====== DATASET CONTENT
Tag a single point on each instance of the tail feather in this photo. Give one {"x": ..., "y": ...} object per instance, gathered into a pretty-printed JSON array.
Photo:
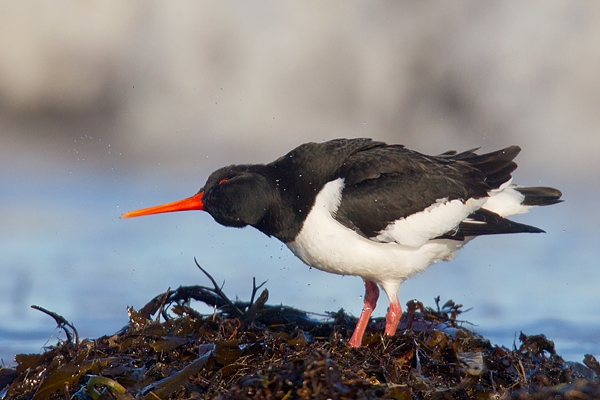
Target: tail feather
[{"x": 539, "y": 196}]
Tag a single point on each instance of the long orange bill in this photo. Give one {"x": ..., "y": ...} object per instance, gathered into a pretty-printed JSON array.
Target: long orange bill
[{"x": 191, "y": 203}]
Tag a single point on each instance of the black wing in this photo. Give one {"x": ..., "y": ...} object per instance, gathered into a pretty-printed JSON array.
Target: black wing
[{"x": 385, "y": 184}]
============
▶ **THE PROBLEM**
Begin at the line that has "Tag a single point on each instance of the black" and continue to the end of the records. Rewrite those lines with "black wing" changed to "dark wing", keeping everything else the same.

▶ **EXERCISE OUTPUT**
Tag a single point on each instance of the dark wing in this photo. Give one {"x": ..., "y": ...} object per instance, gathered into a pretty-printed JSON array.
Target: dark wing
[{"x": 385, "y": 184}]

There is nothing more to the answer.